### Exercise aim
Copy the listing below verbatim, line for line, with no changes.

### Dataset content

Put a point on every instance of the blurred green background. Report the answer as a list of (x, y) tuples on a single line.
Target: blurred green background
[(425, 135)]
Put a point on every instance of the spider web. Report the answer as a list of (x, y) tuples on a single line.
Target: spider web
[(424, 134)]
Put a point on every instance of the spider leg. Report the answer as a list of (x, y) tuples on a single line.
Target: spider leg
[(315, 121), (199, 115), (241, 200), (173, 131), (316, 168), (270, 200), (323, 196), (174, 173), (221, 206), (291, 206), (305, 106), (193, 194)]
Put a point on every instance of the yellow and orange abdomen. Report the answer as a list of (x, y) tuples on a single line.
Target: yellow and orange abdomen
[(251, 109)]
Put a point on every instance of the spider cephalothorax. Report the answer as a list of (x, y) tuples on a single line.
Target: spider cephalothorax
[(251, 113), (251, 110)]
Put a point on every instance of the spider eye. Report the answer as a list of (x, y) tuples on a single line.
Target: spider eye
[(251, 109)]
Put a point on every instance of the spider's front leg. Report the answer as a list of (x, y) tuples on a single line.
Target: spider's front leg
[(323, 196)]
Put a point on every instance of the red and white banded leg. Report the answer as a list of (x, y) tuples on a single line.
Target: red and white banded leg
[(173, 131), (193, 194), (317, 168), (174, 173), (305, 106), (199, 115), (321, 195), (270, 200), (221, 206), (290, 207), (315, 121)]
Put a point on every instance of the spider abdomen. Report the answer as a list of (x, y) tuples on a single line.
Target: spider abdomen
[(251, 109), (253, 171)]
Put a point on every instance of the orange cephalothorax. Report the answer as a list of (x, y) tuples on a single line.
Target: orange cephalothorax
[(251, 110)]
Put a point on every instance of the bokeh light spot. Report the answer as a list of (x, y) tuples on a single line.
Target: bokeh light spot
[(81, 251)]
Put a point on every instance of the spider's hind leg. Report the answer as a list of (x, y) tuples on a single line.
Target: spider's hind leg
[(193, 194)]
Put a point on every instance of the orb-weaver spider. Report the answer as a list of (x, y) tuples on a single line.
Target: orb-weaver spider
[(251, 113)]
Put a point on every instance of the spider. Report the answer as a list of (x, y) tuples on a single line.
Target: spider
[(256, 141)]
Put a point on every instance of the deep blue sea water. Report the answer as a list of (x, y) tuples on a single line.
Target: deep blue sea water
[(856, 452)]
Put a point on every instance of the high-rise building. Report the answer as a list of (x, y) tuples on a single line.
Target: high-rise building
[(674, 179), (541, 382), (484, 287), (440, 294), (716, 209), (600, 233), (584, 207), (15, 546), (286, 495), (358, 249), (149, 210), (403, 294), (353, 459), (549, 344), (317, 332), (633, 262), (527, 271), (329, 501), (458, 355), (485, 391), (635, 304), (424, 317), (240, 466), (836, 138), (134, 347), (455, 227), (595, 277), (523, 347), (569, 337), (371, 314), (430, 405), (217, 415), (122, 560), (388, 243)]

### Complete output
Put a point on every instance of the blurred green background. Report the answer as a list of (x, y) tuples on a single line.
Target: blurred green background
[(425, 135)]
Put a point on every instance of the spider web. Report the answer as a list of (x, y) tuples on a single line.
Target: spider web
[(424, 134)]
Put a point on every instance of the spider leg. Report the answer as a list of (x, y) tuples on a single line.
Target: spider leg
[(315, 121), (199, 115), (241, 200), (173, 131), (316, 168), (270, 200), (323, 196), (174, 173), (221, 206), (291, 206), (305, 106), (193, 194)]
Put a point on every instance of the yellow and orange abdomen. Report the answer as a list of (x, y) tuples on a single line.
Target: yellow and orange abdomen
[(251, 109)]
Put a point on every instance of the spider cephalothorax. Report the answer as a list of (x, y) tuples on a single line.
Target: spider cephalothorax
[(251, 113), (251, 110)]
Put a point on every instance of the spider eye. Report the answer as a list of (x, y) tuples on a single line.
Target: spider eye
[(251, 109)]
Put a point on every instance of the spider's front leg. Report the answer as a list of (x, y) tuples on a single line.
Target: spider's front leg
[(323, 196)]
Put a point on every instance of the red and white banded leg. Report the answer as a list of (x, y) tuples on a single line.
Target: red and white banded leg
[(173, 131), (193, 194), (317, 168), (174, 173), (305, 106), (199, 115), (321, 195), (270, 200), (221, 206), (290, 207), (315, 121)]
Put a point on every instance of the spider abdomen. Report the answer as a list of (x, y) tuples on a single line.
Target: spider abdomen
[(251, 109), (253, 171)]
Put a point on every instance of the orange cephalothorax. Report the answer as a list of (x, y) tuples on a single line.
Target: orange cephalothorax
[(251, 110)]
Put a point on every instance of the bokeh light spot. Report the answer as a list of (x, y) tuples on a single line.
Target: bokeh light spot
[(81, 251)]
Put a point on every instance of the spider's hind leg. Report the answer as a list of (x, y) tuples on a single line.
Target: spider's hind leg
[(193, 194)]
Put a point on every instance of the orb-weaver spider. Report the answer as a list of (x, y) tuples on a single line.
Target: orb-weaver spider
[(251, 113)]
Put a point on every instance of the spider. Report the answer as a list of (x, y) tuples on a single line.
Target: spider
[(256, 141)]
Put a point on every instance of the deep blue sea water. Report the answer as a list of (x, y) tuples on a single line.
Target: deep blue sea water
[(856, 452)]
Put a point on every instance of the high-rise building. Report the answer as a list of (x, y) tuples on a single line.
Target: high-rise building
[(674, 179), (541, 382), (484, 287), (440, 294), (716, 209), (600, 233), (584, 207), (15, 546), (286, 495), (358, 249), (149, 210), (403, 294), (353, 459), (549, 344), (317, 332), (633, 262), (527, 271), (329, 501), (458, 355), (485, 391), (635, 304), (424, 317), (240, 466), (836, 138), (134, 347), (455, 227), (595, 277), (523, 347), (569, 337), (371, 314), (430, 405), (217, 415), (122, 560), (388, 243)]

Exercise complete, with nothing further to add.